WORK ITEM: Within the listing below, the lines to output run from the one containing "Where can you see the stirrup" through the one containing "column 552, row 104"; copy them exactly and nothing else.

"""

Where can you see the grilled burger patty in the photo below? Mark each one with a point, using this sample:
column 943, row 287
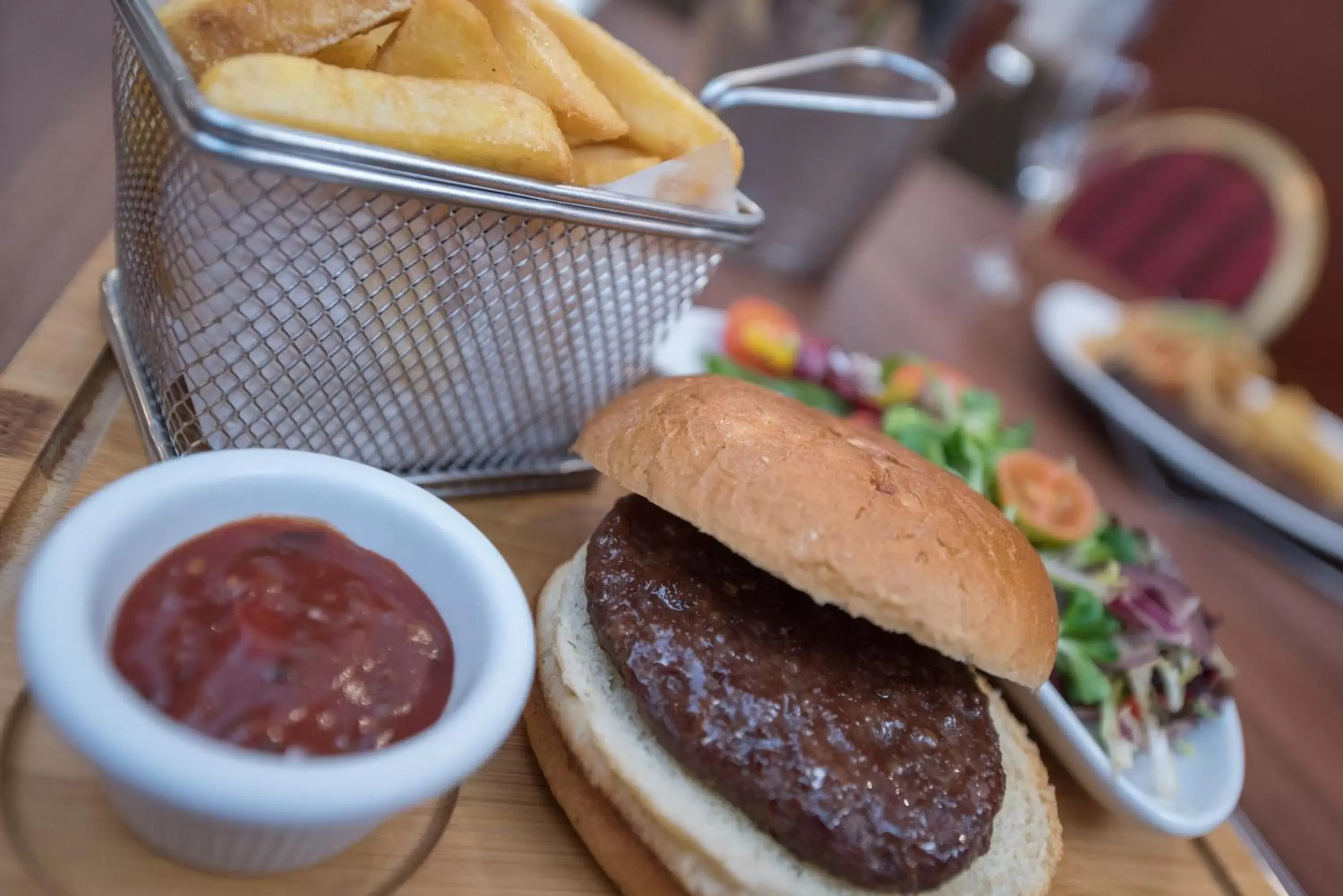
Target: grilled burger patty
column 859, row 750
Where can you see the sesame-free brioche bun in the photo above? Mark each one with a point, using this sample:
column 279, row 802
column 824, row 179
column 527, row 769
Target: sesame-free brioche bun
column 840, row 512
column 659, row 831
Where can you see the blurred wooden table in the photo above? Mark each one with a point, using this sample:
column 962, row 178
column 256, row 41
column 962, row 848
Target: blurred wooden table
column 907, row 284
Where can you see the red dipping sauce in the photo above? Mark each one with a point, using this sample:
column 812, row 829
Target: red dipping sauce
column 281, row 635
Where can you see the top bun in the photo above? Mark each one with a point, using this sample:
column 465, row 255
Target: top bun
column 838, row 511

"""
"""

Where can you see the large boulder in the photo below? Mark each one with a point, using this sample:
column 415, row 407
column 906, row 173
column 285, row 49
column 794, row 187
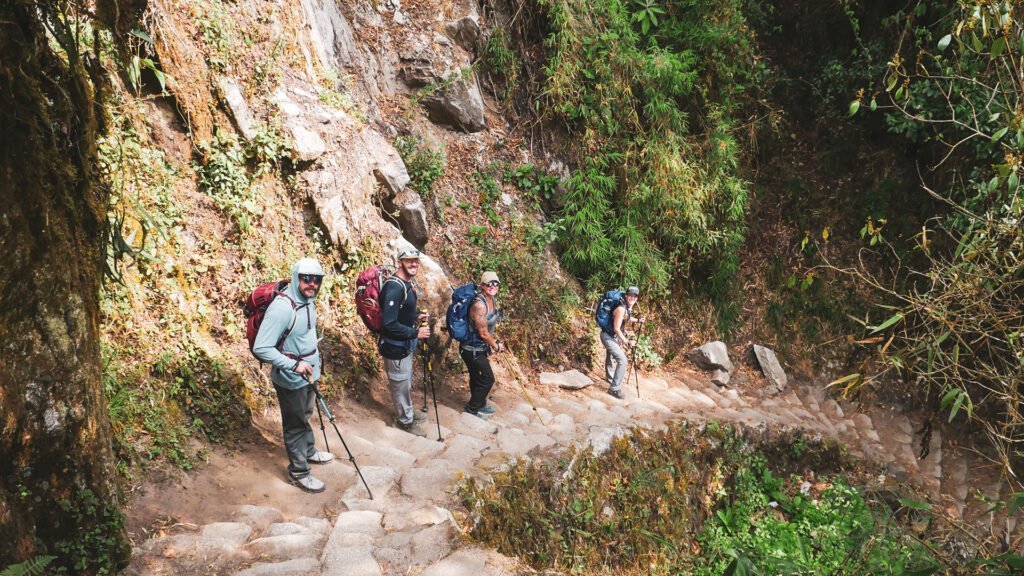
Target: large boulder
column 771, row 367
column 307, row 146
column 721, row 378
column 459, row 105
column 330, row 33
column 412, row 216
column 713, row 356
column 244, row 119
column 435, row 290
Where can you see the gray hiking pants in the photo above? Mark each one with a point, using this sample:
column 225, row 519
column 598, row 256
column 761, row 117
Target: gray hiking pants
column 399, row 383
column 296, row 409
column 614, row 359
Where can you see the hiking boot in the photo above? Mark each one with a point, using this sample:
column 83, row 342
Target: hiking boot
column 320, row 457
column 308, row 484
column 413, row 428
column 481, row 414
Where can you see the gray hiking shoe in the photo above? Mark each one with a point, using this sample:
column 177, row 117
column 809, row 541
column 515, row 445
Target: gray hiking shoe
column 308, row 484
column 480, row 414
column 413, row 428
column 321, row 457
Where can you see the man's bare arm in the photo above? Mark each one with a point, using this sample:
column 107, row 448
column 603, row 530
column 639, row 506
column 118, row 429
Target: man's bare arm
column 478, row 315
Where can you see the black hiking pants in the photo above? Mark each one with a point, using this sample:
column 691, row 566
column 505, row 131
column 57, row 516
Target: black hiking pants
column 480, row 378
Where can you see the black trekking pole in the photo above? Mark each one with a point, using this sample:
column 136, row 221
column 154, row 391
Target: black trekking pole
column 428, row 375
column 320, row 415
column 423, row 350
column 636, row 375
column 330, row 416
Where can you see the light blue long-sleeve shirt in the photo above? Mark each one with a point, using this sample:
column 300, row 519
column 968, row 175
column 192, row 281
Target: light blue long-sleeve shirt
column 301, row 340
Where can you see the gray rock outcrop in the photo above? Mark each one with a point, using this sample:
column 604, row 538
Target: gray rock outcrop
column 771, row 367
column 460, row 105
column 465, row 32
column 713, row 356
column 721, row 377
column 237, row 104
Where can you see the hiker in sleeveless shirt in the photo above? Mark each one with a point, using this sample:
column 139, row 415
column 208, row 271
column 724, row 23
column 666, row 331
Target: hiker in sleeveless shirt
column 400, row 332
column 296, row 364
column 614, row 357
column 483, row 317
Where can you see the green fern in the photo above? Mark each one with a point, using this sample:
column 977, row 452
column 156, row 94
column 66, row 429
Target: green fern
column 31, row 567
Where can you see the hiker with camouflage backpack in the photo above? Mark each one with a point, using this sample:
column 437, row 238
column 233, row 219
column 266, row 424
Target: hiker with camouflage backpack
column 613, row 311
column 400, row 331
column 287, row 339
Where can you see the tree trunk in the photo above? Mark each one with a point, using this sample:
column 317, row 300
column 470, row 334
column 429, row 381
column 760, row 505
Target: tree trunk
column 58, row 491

"""
"""

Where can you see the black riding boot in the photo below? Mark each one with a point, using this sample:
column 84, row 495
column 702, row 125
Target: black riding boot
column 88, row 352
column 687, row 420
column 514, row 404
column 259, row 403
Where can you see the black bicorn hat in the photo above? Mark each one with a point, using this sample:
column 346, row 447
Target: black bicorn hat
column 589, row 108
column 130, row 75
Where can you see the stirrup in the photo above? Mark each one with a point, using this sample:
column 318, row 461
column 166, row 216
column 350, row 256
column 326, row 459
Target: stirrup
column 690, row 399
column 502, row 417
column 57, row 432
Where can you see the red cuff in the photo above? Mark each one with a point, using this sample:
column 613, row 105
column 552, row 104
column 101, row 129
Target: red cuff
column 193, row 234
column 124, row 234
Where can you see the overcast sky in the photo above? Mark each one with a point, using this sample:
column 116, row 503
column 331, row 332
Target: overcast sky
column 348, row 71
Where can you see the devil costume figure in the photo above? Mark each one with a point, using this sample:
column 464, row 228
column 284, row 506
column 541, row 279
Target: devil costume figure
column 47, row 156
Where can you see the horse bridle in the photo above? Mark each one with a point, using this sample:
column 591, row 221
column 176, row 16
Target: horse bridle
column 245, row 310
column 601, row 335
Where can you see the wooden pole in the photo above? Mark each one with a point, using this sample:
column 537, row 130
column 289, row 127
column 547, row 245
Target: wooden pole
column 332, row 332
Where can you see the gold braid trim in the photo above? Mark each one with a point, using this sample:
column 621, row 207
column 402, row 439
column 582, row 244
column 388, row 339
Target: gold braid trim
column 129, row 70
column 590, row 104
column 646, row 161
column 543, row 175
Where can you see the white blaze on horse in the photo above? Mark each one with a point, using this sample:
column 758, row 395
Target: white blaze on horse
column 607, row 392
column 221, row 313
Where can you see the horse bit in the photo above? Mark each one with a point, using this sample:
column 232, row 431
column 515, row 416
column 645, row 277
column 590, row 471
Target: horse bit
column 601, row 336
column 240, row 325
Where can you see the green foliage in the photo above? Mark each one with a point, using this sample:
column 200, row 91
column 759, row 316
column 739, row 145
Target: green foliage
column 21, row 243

"""

FINISHED TASK:
Where can you see the stirrup in the photo above? Mark each one with a point, using this sample:
column 318, row 461
column 166, row 216
column 350, row 256
column 326, row 459
Target: stirrup
column 690, row 399
column 502, row 417
column 57, row 432
Where can you see the red cuff in the photo above? Mark each one with a point, using this sample:
column 613, row 105
column 552, row 104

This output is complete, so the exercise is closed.